Jan van Doetechum (Dutch, 1530–1606) and
Lucas van Doetechum (Dutch, active 1554–ca. 1580)
after Pieter Bruegel the Elder (Flemish, 1525 or 1530–1569)
Christ and His Disciples on the Road to Emmaus
Etching with engraving, ca. 1555–56
Elizabeth E. Roth Fund

One of the most original of 16th-century Flemish painters, Pieter Bruegel the Elder made only one etching, Rabbit Hunters (1560), but beginning in 1553 he provided the Antwerp printmaker and publisher Hieronymus Cock with drawings that were then engraved by professional printmakers. Among the most remarkable of the prints made after Bruegel’s designs are a set of twelve “Large Landscapes,” cosmic views of vast landscapes. Christ and His Disciples on the Road to Emmaus cloaks Bruegel’s sweeping imaginary landscape in the guise of a religious subject. This very fine impression suggests how successfully the Doetechum brothers captured the infinite variety of Bruegel’s fantastic landscape, filled with a wealth of naturalistic detail.

Jan van Doetechum (Dutch, 1530–1606) and
Lucas van Doetechum (Dutch, active 1554–ca. 1580)

after Gerard van Groeningen (Flemish, active 1561–1575 or 1576)
Salmacis and Hermaphroditus; Erysichthon and Ceres; Pyramis and Thisbe; Daedalus and Icarus
From a series of 12 prints depicting scenes from Ovid’s Metamorphoses
Etching and engraving, ca. 1572
Elizabeth E. Roth Fund

The Doetechum brothers and their sons were prolific printmakers, producing more than 1,000 prints, primarily after the designs of other artists, here Gerard van Groeningen, a glass painter who made his own prints and supplied images for others. All four scenes from Ovid’s Metamorphoses have monumental, often fantastic architecture, described with a wealth of detail, set in expansive, imaginary landscapes. These prints must have been part of a bound volume (each sheet is hand-inscribed in the lower right-hand corner with nearly consecutive numbers), but this is not an even set: Salamacis and Hermaphroditus and Daedalus and Icarus appear to be earlier and richer impressions than the other two prints.

[REQUIRED WORK]:
1. The text on prints by the Doetechum brothers has a title line naming several scenes from Ovid's Metamorphoses. List every scene named in that title line, spelled as it appears there.
2. Render this sentence from the text on prints by the Doetechum brothers in Spanish: "Christ and His Disciples on the Road to Emmaus cloaks Bruegel’s sweeping imaginary landscape in the guise of a religious subject."
3. Write the next part of the text on prints by the Doetechum brothers, beginning right after its final sentence.

[SUPPLIED ENTRIES]:
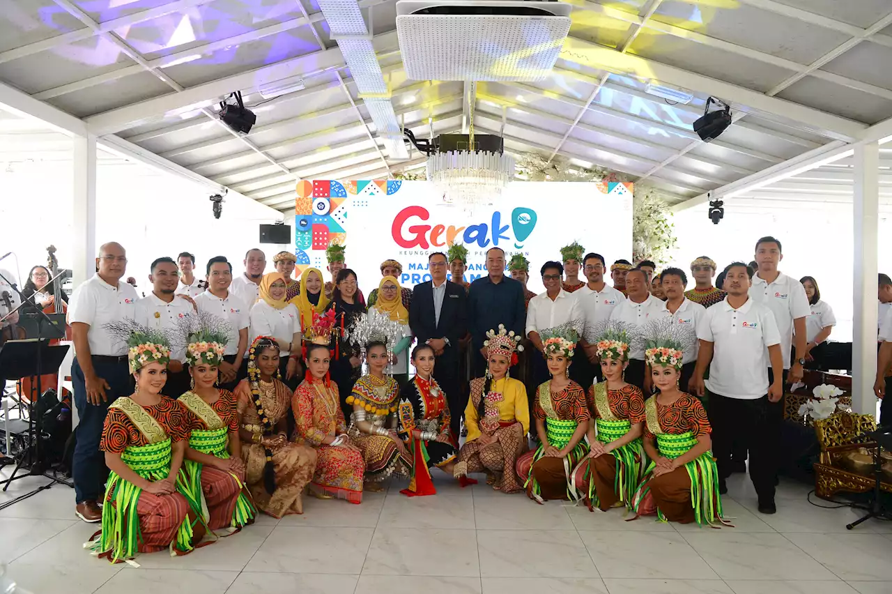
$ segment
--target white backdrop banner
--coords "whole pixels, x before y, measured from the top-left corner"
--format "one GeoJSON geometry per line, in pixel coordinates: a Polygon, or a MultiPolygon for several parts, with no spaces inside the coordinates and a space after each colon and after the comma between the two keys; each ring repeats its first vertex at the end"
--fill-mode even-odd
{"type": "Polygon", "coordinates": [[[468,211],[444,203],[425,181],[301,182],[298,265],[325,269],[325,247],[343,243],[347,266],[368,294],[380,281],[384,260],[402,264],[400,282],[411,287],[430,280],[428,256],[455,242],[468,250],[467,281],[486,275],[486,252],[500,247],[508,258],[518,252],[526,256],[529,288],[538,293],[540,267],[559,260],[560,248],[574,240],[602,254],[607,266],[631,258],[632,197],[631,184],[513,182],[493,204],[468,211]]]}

[YOUR RESPONSES]:
1.
- Salmacis and Hermaphroditus
- Erysichthon and Ceres
- Pyramis and Thisbe
- Daedalus and Icarus

2. Cristo y sus discípulos en el camino de Emaús reviste el vasto paisaje imaginario de Bruegel con la apariencia de un tema religioso.

3.
The Doetechums were rarely mentioned by their contemporaries, but the few lifetime references that survive note their special technique, which made an etching line simulate the controlled look of engraving. In spite of their prodigious output, the Doetechums were represented in the Print Collection only by two ornament prints, while examples of their book illustration are in both the Rare Book Division and the Spencer Collection.

 

A. Duplessis (French, active late 18th century)
The French Revolution Arrived Under the Reign of Louis XVI on the 14th of July and the 10th of August 1792, Dedicated to the Friends of Liberty and Equality
Etching, engraving, lavis wash, and roulette, 1792
Miriam and Ira D. Wallach Fund

In this remarkable allegory of the French Revolution, Louis XVI, wearing a loincloth, lies powerless on a couch in the sky, his crown toppled and scepter broken. Beneath the king, in the background, three carriages, transporting members of the royal family, pass before the Bastille. Toward the center in the sky, a nude woman (Truth, unveiled) holds a lantern, which shines on several processions, including a cortege of bishops, cardinals, and lawyers, led by personifications of Justice, Minerva, and Vanity. Ahead of this group are the victims of the ancien régime. Marat appears in the left foreground and other figures on the right commemorate Voltaire and Rousseau.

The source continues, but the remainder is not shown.